• **Aim**
List every row below that contains the word "forest", copying each one in full.

• **Task inputs**
###

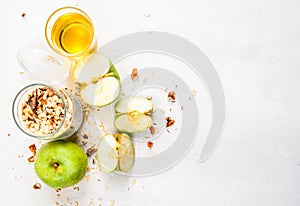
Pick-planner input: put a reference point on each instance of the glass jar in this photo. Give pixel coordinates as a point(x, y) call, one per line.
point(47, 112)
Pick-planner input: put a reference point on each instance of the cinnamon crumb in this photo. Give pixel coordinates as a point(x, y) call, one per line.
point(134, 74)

###

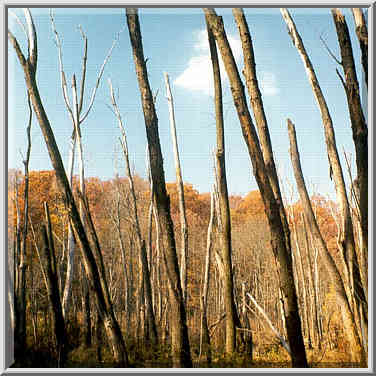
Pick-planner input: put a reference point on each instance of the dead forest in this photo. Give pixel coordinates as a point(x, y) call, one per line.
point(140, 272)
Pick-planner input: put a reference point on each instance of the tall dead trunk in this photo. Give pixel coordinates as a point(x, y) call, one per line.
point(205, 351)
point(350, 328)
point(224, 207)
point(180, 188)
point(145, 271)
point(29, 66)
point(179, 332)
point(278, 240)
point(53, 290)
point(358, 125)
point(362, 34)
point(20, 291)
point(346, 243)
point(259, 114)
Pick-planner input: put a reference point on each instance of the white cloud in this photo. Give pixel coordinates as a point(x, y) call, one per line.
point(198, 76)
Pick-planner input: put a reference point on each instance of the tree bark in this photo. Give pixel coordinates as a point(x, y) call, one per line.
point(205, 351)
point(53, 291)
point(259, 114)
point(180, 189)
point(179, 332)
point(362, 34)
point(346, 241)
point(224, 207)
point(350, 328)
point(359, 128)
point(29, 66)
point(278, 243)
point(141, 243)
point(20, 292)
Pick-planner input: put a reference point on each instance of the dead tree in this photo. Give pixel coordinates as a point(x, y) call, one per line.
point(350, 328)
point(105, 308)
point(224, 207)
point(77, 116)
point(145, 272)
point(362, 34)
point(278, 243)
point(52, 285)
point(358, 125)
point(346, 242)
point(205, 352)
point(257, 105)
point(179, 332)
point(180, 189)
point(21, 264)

###

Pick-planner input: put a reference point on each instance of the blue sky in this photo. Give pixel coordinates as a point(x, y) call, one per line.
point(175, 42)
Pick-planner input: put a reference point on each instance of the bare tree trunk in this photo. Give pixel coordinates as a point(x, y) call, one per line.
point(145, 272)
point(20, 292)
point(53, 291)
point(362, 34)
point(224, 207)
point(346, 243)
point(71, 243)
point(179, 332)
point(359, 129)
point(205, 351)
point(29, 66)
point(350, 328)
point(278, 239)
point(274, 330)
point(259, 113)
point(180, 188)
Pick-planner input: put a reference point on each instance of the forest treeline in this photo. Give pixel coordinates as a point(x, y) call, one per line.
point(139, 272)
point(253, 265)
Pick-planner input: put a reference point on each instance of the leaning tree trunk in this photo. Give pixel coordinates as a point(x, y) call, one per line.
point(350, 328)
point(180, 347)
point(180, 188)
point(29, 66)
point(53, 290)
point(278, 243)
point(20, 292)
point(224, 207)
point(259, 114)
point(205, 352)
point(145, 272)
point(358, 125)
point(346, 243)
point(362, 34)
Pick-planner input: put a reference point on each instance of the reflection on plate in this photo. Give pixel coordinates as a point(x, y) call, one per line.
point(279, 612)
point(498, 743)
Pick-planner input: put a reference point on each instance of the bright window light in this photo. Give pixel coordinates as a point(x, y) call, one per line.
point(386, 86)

###

• **Exercise solution**
Pick-planner input: put a reference point on each instance of the dead forest in this photo. Give pixel coordinates as a point(x, y) call, one per line.
Pick-planner input: put a reference point on each instance of the forest treeline in this photo. Give pixel coordinates as a point(x, y) call, one per line.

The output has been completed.